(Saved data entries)
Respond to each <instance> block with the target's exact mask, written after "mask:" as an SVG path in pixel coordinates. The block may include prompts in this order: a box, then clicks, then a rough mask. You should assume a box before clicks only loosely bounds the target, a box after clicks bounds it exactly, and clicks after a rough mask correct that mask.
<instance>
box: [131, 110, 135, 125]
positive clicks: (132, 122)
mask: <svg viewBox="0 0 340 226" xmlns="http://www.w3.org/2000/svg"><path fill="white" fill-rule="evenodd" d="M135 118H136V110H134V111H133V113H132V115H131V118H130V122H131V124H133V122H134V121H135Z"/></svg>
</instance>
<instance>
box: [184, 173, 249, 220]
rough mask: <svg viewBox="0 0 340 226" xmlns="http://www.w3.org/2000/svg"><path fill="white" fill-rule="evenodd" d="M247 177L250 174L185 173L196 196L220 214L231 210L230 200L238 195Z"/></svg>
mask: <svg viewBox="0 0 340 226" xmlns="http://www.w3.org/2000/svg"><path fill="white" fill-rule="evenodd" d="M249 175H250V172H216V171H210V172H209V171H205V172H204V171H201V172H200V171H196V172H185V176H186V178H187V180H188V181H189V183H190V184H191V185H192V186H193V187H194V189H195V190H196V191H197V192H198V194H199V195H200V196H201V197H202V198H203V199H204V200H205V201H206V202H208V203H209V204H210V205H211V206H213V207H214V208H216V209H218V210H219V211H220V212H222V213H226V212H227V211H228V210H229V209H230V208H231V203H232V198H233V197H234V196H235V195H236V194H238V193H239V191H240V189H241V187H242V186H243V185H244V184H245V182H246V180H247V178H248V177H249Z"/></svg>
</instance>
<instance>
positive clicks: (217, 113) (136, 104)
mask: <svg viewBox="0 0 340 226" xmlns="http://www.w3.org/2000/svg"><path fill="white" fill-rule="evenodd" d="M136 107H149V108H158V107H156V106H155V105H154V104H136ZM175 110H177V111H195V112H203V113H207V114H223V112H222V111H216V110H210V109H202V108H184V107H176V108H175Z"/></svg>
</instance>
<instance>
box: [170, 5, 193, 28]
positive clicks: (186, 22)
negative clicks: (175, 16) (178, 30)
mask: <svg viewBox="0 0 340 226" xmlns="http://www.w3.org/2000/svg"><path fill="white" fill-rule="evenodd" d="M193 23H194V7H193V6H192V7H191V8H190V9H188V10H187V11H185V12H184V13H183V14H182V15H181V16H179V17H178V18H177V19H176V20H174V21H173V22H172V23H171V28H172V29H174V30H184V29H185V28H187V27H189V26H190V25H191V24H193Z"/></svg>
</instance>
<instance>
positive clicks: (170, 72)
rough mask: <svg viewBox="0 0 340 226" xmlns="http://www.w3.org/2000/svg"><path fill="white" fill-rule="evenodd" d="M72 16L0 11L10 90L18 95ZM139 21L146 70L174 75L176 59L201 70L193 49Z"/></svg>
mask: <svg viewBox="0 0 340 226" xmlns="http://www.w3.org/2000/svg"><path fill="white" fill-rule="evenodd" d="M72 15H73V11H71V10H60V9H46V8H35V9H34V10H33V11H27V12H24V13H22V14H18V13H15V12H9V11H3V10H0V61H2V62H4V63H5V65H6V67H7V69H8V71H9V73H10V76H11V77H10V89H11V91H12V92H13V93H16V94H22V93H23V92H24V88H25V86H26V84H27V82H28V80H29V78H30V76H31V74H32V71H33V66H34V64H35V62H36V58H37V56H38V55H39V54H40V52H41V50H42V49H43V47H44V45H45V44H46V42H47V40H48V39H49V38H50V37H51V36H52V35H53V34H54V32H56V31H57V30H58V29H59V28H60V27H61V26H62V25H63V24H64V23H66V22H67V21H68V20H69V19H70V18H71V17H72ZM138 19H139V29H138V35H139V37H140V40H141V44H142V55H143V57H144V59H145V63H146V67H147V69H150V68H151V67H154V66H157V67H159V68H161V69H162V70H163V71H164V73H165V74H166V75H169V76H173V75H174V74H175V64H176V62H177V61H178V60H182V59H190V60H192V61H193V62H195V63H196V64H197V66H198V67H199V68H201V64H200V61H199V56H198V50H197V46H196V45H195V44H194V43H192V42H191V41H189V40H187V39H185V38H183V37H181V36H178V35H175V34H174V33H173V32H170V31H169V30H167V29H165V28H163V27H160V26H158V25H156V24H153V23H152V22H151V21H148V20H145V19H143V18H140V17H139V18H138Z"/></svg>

### WORK ITEM
Reproduce the data in full, exactly.

### TASK SOLUTION
Respond to each <instance> block with the target's exact mask, written after "mask:" as an SVG path in pixel coordinates. The block may include prompts in this order: a box, then clicks, then a rough mask. You should assume a box before clicks only loosely bounds the target, a box after clicks bounds it exactly, and clicks after a rough mask correct that mask.
<instance>
box: [131, 110, 135, 125]
positive clicks: (132, 122)
mask: <svg viewBox="0 0 340 226" xmlns="http://www.w3.org/2000/svg"><path fill="white" fill-rule="evenodd" d="M135 118H136V110H134V111H133V113H132V115H131V118H130V122H131V124H133V122H134V121H135Z"/></svg>
</instance>
<instance>
box: [184, 173, 249, 220]
rough mask: <svg viewBox="0 0 340 226" xmlns="http://www.w3.org/2000/svg"><path fill="white" fill-rule="evenodd" d="M247 177L250 174L185 173L196 196L220 214L231 210L230 200L238 195Z"/></svg>
mask: <svg viewBox="0 0 340 226" xmlns="http://www.w3.org/2000/svg"><path fill="white" fill-rule="evenodd" d="M249 175H250V172H216V171H210V172H209V171H205V172H204V171H201V172H200V171H196V172H185V176H186V178H187V180H188V181H189V183H190V184H191V185H192V186H193V187H194V189H195V190H196V191H197V192H198V194H199V195H200V196H201V197H202V198H203V199H204V200H205V201H206V202H208V203H209V204H210V205H211V206H213V207H214V208H216V209H218V210H219V211H220V212H222V213H226V212H227V211H228V210H229V209H230V208H231V203H232V198H233V197H234V196H235V195H236V194H238V193H239V191H240V189H241V187H242V186H243V185H244V184H245V182H246V180H247V178H248V177H249Z"/></svg>
</instance>
<instance>
positive clicks: (217, 113) (136, 104)
mask: <svg viewBox="0 0 340 226" xmlns="http://www.w3.org/2000/svg"><path fill="white" fill-rule="evenodd" d="M136 107H149V108H158V107H156V106H155V105H154V104H136ZM175 110H177V111H195V112H203V113H207V114H223V112H222V111H216V110H210V109H202V108H184V107H176V108H175Z"/></svg>
</instance>
<instance>
box: [170, 5, 193, 28]
positive clicks: (186, 22)
negative clicks: (175, 16) (178, 30)
mask: <svg viewBox="0 0 340 226" xmlns="http://www.w3.org/2000/svg"><path fill="white" fill-rule="evenodd" d="M193 23H194V7H193V6H192V7H191V8H190V9H188V10H187V11H185V12H184V13H183V14H182V15H181V16H179V17H178V18H177V19H176V20H174V21H173V22H172V23H171V28H172V29H174V30H184V29H185V28H187V27H189V26H190V25H191V24H193Z"/></svg>
</instance>
<instance>
positive clicks: (170, 72)
rough mask: <svg viewBox="0 0 340 226" xmlns="http://www.w3.org/2000/svg"><path fill="white" fill-rule="evenodd" d="M72 16L0 11L10 90L18 95ZM139 21L146 70L174 75L176 59L201 70L193 49Z"/></svg>
mask: <svg viewBox="0 0 340 226" xmlns="http://www.w3.org/2000/svg"><path fill="white" fill-rule="evenodd" d="M72 15H73V11H71V10H60V9H46V8H35V9H34V10H33V11H27V12H24V13H22V14H18V13H15V12H9V11H3V10H0V61H2V62H4V63H5V65H6V67H7V69H8V71H9V73H10V76H11V77H10V89H11V91H12V92H13V93H16V94H22V93H23V92H24V88H25V86H26V84H27V82H28V80H29V78H30V76H31V74H32V71H33V66H34V64H35V62H36V58H37V56H38V55H39V54H40V52H41V50H42V49H43V47H44V45H45V44H46V42H47V40H48V39H49V38H50V37H51V36H52V35H53V34H54V32H56V31H57V30H58V29H59V28H60V27H61V26H62V25H63V24H64V23H66V22H67V21H68V20H69V19H70V18H71V17H72ZM138 19H139V29H138V35H139V37H140V40H141V44H142V55H143V57H144V59H145V63H146V67H147V69H150V68H151V67H154V66H157V67H159V68H161V69H162V70H163V71H164V73H165V74H166V75H169V76H173V75H174V74H175V64H176V62H177V61H178V60H182V59H190V60H192V61H193V62H195V63H196V64H197V66H198V67H199V68H201V64H200V61H199V56H198V50H197V46H196V45H195V44H194V43H192V42H191V41H189V40H187V39H185V38H183V37H181V36H178V35H175V34H174V33H173V32H170V31H169V30H167V29H165V28H163V27H160V26H158V25H156V24H153V23H152V22H151V21H148V20H145V19H143V18H140V17H139V18H138Z"/></svg>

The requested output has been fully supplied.